### ABOUT THIS TASK:
Set down the data below in full, exactly as it reads, but without the pictures.

Point-per-instance localization data

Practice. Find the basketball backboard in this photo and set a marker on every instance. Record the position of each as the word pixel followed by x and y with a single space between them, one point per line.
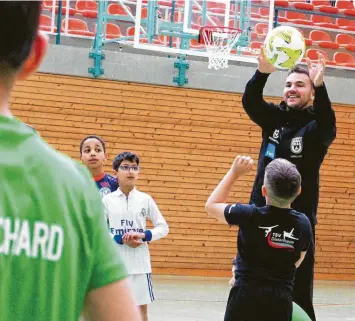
pixel 173 27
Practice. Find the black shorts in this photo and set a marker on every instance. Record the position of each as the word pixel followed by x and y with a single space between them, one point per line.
pixel 259 303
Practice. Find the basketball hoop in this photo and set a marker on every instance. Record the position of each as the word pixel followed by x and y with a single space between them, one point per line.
pixel 219 42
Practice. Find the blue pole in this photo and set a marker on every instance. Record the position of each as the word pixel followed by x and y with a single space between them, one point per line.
pixel 59 21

### EXERCISE RESULT:
Practice. Find the basketball backboard in this photo and set a marker on every instance. Record the position of each as the word pixel followed by x and y with a single space between them, one point per line.
pixel 173 27
Practice. Find the black shorts in this photo and set a marker on every instance. Record the position of each as the word pixel followed by x and y with a single space between them, one point per line.
pixel 259 303
Practice. Find the basketball hoop in this photo and set a marker on every instance. Record the position of each as the word pixel followed by x and y with a single space between them, one point per line.
pixel 219 42
Practice. Find the blue pole in this photo and set a marker on every instance. Record the position of each as the word pixel followed by x and y with a single space between them, one point per line.
pixel 59 21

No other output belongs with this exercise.